* [Given records]
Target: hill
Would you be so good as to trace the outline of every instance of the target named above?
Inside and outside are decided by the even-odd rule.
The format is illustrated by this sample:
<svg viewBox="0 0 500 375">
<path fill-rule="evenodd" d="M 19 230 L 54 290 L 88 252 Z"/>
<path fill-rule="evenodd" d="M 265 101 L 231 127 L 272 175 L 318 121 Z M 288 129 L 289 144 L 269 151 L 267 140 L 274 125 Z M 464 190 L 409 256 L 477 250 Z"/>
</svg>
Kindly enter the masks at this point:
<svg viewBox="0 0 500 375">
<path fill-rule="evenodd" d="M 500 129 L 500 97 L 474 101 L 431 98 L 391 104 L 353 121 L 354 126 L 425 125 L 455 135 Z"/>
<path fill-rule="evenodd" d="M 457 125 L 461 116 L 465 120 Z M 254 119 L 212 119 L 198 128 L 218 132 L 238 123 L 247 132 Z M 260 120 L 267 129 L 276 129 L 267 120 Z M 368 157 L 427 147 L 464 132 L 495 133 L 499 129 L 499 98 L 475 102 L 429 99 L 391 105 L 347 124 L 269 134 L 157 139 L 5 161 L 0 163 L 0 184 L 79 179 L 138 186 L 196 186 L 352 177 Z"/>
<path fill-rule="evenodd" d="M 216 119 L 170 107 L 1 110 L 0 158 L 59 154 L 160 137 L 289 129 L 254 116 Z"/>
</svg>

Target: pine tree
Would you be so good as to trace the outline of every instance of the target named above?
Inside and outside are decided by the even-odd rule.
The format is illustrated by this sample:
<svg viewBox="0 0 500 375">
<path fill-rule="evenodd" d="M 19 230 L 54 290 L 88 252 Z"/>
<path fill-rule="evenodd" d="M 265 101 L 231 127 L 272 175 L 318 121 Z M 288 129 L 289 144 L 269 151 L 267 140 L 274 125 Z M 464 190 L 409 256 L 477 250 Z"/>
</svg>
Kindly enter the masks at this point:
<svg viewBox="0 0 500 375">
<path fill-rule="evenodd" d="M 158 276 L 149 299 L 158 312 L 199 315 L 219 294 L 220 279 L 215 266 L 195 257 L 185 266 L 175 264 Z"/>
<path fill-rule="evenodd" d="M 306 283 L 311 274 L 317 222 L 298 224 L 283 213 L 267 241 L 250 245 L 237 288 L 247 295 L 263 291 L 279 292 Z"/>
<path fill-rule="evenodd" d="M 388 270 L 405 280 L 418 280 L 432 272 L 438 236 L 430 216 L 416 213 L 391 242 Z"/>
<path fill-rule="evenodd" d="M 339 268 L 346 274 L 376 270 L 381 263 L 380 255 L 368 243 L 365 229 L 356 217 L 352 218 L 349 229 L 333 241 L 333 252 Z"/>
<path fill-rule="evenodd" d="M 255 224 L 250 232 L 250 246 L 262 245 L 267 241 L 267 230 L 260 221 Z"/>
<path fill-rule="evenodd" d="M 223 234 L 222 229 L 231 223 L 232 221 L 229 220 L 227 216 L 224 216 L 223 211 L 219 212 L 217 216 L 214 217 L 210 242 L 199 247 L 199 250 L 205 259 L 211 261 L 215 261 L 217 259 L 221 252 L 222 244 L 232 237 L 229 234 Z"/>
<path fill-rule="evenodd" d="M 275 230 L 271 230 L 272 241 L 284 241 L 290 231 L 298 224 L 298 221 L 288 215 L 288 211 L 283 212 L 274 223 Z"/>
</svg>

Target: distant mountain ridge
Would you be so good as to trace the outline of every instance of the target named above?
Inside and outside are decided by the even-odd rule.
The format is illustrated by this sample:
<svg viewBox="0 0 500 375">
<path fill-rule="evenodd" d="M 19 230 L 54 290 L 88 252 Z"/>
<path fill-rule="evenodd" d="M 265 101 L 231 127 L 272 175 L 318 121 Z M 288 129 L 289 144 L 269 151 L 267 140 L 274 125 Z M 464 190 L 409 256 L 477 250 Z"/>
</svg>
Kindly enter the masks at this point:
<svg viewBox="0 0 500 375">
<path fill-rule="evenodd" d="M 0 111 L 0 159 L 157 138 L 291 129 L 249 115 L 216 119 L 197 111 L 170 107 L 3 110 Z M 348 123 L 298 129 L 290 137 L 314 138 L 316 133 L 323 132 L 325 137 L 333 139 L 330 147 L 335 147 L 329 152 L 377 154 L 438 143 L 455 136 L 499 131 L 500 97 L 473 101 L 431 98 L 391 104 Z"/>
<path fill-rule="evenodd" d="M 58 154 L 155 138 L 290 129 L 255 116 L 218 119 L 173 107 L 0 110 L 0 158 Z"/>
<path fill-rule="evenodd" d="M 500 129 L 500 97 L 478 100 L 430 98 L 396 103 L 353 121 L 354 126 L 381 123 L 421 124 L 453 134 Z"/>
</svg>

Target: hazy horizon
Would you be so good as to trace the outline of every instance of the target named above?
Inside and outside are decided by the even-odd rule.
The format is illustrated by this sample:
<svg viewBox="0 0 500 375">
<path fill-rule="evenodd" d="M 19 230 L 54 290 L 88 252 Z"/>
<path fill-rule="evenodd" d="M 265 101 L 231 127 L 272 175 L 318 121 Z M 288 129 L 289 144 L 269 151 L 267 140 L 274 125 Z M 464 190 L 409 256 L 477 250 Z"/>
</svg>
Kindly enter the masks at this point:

* [Assignment] Retype the material in full. Each word must match.

* [Written reply]
Target: hill
Would you be so good as to trace the outline of every instance of the target named above?
Inside and outside are decided by the even-odd rule.
The format is illustrated by this sample:
<svg viewBox="0 0 500 375">
<path fill-rule="evenodd" d="M 19 230 L 54 290 L 88 252 Z"/>
<path fill-rule="evenodd" d="M 265 101 L 231 127 L 272 175 L 318 121 Z M 288 129 L 289 144 L 269 151 L 267 140 L 274 125 Z M 464 190 L 409 256 L 477 250 Z"/>
</svg>
Kindly enter the masks at this point:
<svg viewBox="0 0 500 375">
<path fill-rule="evenodd" d="M 500 129 L 500 97 L 474 101 L 431 98 L 391 104 L 353 121 L 354 126 L 425 125 L 455 135 Z"/>
<path fill-rule="evenodd" d="M 457 125 L 461 116 L 465 120 Z M 254 119 L 212 119 L 198 128 L 218 132 L 238 123 L 247 132 Z M 260 120 L 267 129 L 276 129 L 267 120 Z M 368 157 L 427 147 L 464 132 L 495 133 L 499 129 L 499 98 L 475 102 L 429 99 L 391 105 L 347 124 L 269 134 L 157 139 L 5 161 L 0 163 L 0 184 L 79 179 L 138 186 L 196 186 L 352 177 Z"/>
<path fill-rule="evenodd" d="M 216 119 L 170 107 L 1 110 L 0 158 L 59 154 L 160 137 L 289 129 L 254 116 Z"/>
</svg>

Target: pine tree
Would you be so good as to trace the outline of every instance of the target named above?
Inside and outside are decided by the even-odd rule.
The format is illustrated by this sample:
<svg viewBox="0 0 500 375">
<path fill-rule="evenodd" d="M 19 230 L 54 290 L 88 252 Z"/>
<path fill-rule="evenodd" d="M 265 101 L 231 127 L 272 175 L 318 121 Z M 288 129 L 289 144 L 269 151 L 267 140 L 274 125 Z M 464 190 L 409 256 L 477 250 Z"/>
</svg>
Kindly enter the masks at this point:
<svg viewBox="0 0 500 375">
<path fill-rule="evenodd" d="M 158 276 L 149 299 L 158 312 L 199 315 L 219 294 L 220 279 L 215 266 L 195 257 L 185 266 L 175 264 Z"/>
<path fill-rule="evenodd" d="M 306 283 L 311 274 L 317 222 L 298 224 L 283 213 L 267 241 L 250 245 L 237 288 L 247 295 L 263 291 L 279 292 Z"/>
<path fill-rule="evenodd" d="M 388 270 L 405 280 L 418 280 L 432 272 L 438 236 L 430 216 L 416 213 L 391 242 Z"/>
<path fill-rule="evenodd" d="M 339 268 L 346 274 L 376 270 L 381 263 L 380 255 L 368 243 L 365 229 L 356 217 L 352 218 L 349 229 L 333 241 L 333 252 Z"/>
<path fill-rule="evenodd" d="M 255 224 L 250 232 L 250 246 L 262 245 L 267 241 L 267 230 L 260 221 Z"/>
<path fill-rule="evenodd" d="M 223 234 L 222 229 L 231 223 L 232 221 L 229 220 L 227 216 L 224 216 L 223 211 L 219 212 L 217 216 L 214 217 L 210 242 L 199 247 L 199 250 L 205 259 L 211 261 L 215 261 L 217 259 L 221 252 L 222 244 L 232 237 L 229 234 Z"/>
<path fill-rule="evenodd" d="M 275 230 L 271 230 L 272 241 L 284 241 L 290 231 L 298 224 L 298 221 L 288 215 L 288 211 L 283 212 L 274 223 Z"/>
</svg>

Target: distant mountain ridge
Would you be so good as to trace the outline of every instance of the target named above?
Inside and outside are decided by the even-odd rule.
The format is illustrated by this sample:
<svg viewBox="0 0 500 375">
<path fill-rule="evenodd" d="M 19 230 L 54 290 L 88 252 Z"/>
<path fill-rule="evenodd" d="M 265 101 L 231 127 L 272 175 L 318 121 Z M 288 129 L 289 144 L 269 151 L 267 140 L 274 125 Z M 464 190 L 409 256 L 477 250 Z"/>
</svg>
Kindly enter the masks at this point:
<svg viewBox="0 0 500 375">
<path fill-rule="evenodd" d="M 0 111 L 0 159 L 157 138 L 291 129 L 249 115 L 216 119 L 197 111 L 170 107 L 3 110 Z M 348 123 L 298 129 L 290 137 L 314 138 L 316 133 L 323 132 L 325 137 L 333 139 L 330 147 L 335 147 L 329 152 L 377 154 L 438 143 L 455 136 L 499 131 L 500 97 L 473 101 L 431 98 L 391 104 Z"/>
<path fill-rule="evenodd" d="M 58 154 L 155 138 L 290 129 L 255 116 L 218 119 L 173 107 L 0 110 L 0 158 Z"/>
<path fill-rule="evenodd" d="M 500 129 L 500 97 L 478 100 L 430 98 L 396 103 L 353 121 L 354 126 L 381 123 L 421 124 L 453 134 Z"/>
</svg>

Target: hazy horizon
Would you be so good as to trace the outline of every instance of the target named above?
Inside and outside are decided by the even-odd rule.
The format is illustrated by this sample:
<svg viewBox="0 0 500 375">
<path fill-rule="evenodd" d="M 19 230 L 54 290 L 88 252 Z"/>
<path fill-rule="evenodd" d="M 265 101 L 231 127 L 272 175 L 318 121 Z M 288 129 L 289 144 L 269 151 L 267 140 L 274 125 Z M 464 190 L 409 256 L 477 250 Z"/>
</svg>
Kindly enter the masks at this point:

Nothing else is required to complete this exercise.